=== Records for the exercise ===

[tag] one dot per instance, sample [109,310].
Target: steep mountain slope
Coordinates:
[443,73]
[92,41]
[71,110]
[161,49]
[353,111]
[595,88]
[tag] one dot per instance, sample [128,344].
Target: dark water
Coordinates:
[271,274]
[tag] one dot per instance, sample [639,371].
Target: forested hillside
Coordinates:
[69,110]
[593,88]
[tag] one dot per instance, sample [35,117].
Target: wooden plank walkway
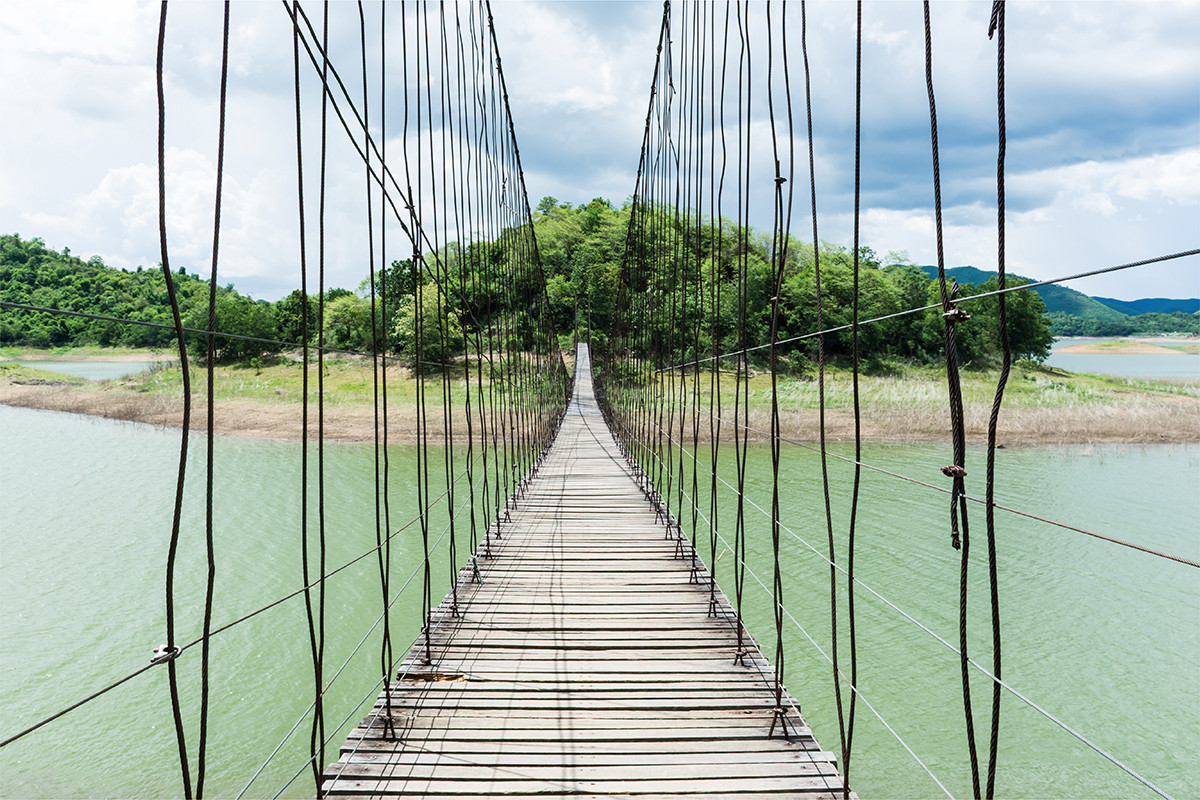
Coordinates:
[586,663]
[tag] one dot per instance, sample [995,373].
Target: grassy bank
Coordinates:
[1042,405]
[89,353]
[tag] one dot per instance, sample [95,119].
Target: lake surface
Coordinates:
[90,370]
[1103,637]
[1125,365]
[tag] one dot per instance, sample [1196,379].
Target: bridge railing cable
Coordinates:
[984,671]
[670,288]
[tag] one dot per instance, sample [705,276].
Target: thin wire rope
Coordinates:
[982,295]
[972,662]
[169,650]
[209,545]
[799,626]
[849,743]
[997,23]
[1143,548]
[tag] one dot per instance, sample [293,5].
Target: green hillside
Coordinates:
[1153,305]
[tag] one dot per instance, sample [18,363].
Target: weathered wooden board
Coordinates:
[594,660]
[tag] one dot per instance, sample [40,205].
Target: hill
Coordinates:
[1059,300]
[1153,305]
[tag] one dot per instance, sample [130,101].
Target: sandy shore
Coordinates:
[1143,419]
[1158,346]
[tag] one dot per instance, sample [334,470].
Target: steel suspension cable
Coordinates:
[996,25]
[849,741]
[210,433]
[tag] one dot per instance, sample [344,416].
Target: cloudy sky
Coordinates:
[1103,131]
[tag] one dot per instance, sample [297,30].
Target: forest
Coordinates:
[581,250]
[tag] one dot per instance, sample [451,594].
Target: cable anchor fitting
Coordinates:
[166,653]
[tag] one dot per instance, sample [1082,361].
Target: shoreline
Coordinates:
[904,410]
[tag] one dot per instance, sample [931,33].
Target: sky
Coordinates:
[1103,131]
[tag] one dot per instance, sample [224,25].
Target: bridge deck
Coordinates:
[586,663]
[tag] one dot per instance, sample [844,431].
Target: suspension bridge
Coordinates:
[589,655]
[585,645]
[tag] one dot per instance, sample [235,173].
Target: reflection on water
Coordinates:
[1103,637]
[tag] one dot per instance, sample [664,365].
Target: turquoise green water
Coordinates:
[90,370]
[1105,638]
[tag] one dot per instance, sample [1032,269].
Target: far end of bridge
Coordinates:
[592,656]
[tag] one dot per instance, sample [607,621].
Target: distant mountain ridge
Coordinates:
[1065,300]
[1153,305]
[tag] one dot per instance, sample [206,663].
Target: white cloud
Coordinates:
[1104,119]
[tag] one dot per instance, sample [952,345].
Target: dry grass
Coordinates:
[1041,407]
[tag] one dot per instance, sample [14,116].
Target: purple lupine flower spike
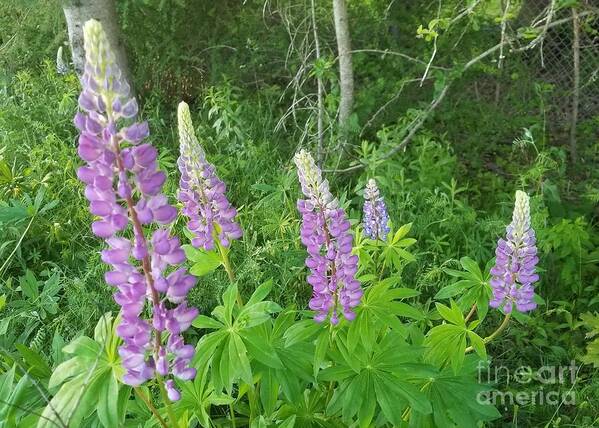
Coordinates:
[514,274]
[325,233]
[123,185]
[202,193]
[376,218]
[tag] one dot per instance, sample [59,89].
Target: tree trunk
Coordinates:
[346,75]
[77,12]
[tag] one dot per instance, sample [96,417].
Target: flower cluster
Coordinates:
[325,233]
[376,218]
[211,215]
[516,257]
[123,185]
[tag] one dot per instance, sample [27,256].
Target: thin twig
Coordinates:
[419,122]
[319,90]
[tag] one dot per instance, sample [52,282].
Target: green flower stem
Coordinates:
[472,310]
[496,333]
[233,422]
[150,406]
[166,400]
[224,255]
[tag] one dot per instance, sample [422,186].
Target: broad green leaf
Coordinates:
[84,347]
[478,344]
[300,331]
[29,285]
[453,315]
[202,321]
[205,262]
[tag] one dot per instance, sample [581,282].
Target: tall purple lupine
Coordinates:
[325,233]
[211,215]
[376,218]
[514,274]
[123,185]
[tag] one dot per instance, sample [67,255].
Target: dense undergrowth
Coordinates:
[454,184]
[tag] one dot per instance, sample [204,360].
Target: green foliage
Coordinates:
[406,359]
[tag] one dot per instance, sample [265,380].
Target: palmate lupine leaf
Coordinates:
[446,343]
[454,399]
[87,381]
[472,286]
[228,349]
[380,371]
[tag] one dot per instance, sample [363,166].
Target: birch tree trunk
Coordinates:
[77,12]
[346,74]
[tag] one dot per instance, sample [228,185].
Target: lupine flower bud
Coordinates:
[516,257]
[202,193]
[123,185]
[325,233]
[376,219]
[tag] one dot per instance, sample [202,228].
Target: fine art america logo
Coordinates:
[547,385]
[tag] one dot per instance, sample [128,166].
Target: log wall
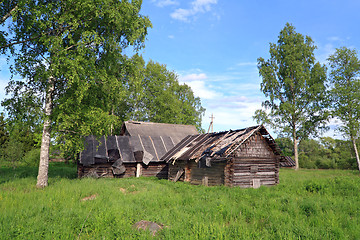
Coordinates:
[254,163]
[209,176]
[159,170]
[251,165]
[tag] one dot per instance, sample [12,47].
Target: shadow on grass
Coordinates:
[60,170]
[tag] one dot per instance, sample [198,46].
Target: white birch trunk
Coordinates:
[356,152]
[42,179]
[296,155]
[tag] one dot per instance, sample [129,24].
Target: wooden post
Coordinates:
[206,181]
[138,169]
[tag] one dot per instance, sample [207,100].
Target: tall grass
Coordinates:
[307,204]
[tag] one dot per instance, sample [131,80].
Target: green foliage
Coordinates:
[345,92]
[307,204]
[295,87]
[324,153]
[13,151]
[4,133]
[67,50]
[294,84]
[157,96]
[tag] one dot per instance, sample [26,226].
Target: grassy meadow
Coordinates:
[307,204]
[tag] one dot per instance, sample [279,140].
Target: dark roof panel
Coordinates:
[126,153]
[176,131]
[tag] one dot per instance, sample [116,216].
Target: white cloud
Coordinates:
[247,64]
[202,90]
[199,85]
[165,3]
[197,6]
[193,77]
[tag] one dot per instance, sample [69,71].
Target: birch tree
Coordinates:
[294,84]
[63,50]
[345,92]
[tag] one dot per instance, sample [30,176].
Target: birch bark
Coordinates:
[42,179]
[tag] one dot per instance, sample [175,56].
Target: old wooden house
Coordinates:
[247,158]
[137,152]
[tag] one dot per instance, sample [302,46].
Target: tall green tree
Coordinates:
[64,50]
[345,92]
[155,94]
[295,87]
[4,133]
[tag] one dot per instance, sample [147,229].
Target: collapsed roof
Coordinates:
[216,145]
[176,132]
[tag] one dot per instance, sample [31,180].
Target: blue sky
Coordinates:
[213,45]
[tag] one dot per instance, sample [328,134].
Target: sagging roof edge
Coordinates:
[190,145]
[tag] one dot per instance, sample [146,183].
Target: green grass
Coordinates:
[307,204]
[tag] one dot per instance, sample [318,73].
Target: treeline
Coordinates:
[143,92]
[321,153]
[303,95]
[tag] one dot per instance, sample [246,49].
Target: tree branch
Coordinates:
[3,19]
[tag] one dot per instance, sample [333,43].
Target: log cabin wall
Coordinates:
[175,168]
[105,170]
[209,176]
[159,170]
[253,164]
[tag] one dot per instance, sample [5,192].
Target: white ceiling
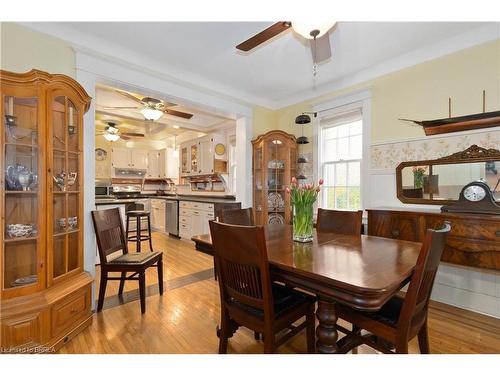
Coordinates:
[204,53]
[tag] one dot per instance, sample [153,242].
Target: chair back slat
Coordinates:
[341,222]
[237,217]
[421,283]
[243,271]
[109,233]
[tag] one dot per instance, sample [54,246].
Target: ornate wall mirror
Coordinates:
[440,181]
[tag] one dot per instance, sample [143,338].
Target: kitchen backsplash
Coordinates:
[388,155]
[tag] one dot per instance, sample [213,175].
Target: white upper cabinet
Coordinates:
[129,158]
[121,158]
[153,164]
[205,155]
[139,159]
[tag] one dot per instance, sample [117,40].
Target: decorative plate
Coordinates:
[220,149]
[275,200]
[275,218]
[100,154]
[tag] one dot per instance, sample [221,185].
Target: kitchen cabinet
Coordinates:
[158,214]
[204,156]
[154,169]
[128,158]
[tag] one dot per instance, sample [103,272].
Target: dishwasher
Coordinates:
[172,217]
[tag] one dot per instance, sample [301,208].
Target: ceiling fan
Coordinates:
[317,33]
[112,133]
[152,109]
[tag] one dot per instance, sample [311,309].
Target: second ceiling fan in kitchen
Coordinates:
[151,108]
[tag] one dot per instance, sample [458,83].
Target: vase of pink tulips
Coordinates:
[302,197]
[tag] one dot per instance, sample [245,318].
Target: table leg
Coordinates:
[326,333]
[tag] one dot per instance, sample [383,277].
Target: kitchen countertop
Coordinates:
[192,198]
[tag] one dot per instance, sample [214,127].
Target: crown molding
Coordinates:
[112,52]
[471,38]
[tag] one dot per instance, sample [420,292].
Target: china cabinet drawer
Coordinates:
[24,330]
[70,310]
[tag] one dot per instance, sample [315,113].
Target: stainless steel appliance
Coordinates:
[172,217]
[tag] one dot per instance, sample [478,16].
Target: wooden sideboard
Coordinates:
[474,239]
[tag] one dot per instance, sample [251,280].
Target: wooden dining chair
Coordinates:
[111,240]
[248,297]
[401,318]
[243,216]
[342,222]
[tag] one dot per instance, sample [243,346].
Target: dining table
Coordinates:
[359,271]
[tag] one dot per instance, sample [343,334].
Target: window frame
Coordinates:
[356,101]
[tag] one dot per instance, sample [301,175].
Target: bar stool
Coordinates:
[138,237]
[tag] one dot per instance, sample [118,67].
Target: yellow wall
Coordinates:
[420,92]
[23,49]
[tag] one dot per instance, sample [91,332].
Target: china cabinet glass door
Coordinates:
[66,187]
[258,180]
[20,193]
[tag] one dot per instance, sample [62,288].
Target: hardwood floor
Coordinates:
[183,320]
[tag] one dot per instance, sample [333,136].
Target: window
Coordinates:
[341,153]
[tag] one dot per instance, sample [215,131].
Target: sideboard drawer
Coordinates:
[70,310]
[399,226]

===

Task statement
Reproduce exactly the lines from the one with "[tag] one dot per instance, sample [311,309]." through the end of the entries above, both ends included.

Exercise output
[tag] one dot per instance, sample [311,309].
Target: second ceiling fan in kitchen
Coordinates:
[151,108]
[tag] one dot per instance, sample [458,83].
Target: vase of pink tulips
Coordinates:
[302,197]
[tag] one dot per instance, sample [245,318].
Target: table leg
Coordinates:
[326,333]
[tag] one dot per instance, sample [383,277].
Target: kitchen countertop
Coordinates:
[192,198]
[tag] one dot per instance, sample [214,127].
Target: crown molding
Coordinates:
[112,52]
[471,38]
[tag] one dot per instance, sample [420,292].
Target: china cabinet drawer
Coordinates:
[24,330]
[70,310]
[tag] one dot per instance, sample [315,113].
Target: stainless steel appliance
Coordinates:
[172,217]
[tag] one dot per instance, sample [478,16].
Target: wooden sideboard
Coordinates:
[474,239]
[tag] one dot per instance, sample [251,280].
Target: wooden dining chair
Coordinates:
[111,240]
[248,297]
[401,318]
[243,216]
[342,222]
[tag] one dot per instance, sample [243,346].
Target: dining table
Coordinates:
[359,271]
[tag] one dot per instance, sample [343,334].
Target: window frame
Coordinates:
[356,101]
[tag] one dot per instance, sample [301,175].
Target: bar stool
Coordinates:
[138,237]
[tag] one dot per instance, sample [118,67].
Target: yellow wall
Coordinates:
[420,92]
[23,49]
[tag] one dot per instance, sample [91,332].
Target: china cabinet glass door
Coordinates:
[66,187]
[258,180]
[20,193]
[tag] one dot per instance, sample [62,288].
Target: hardwood floor
Coordinates:
[183,320]
[tag] one dot per instance, sample [333,136].
Target: window
Coordinates:
[341,153]
[tag] one dot per instance, sample [215,131].
Target: sideboard drawer
Coordinates:
[70,310]
[399,226]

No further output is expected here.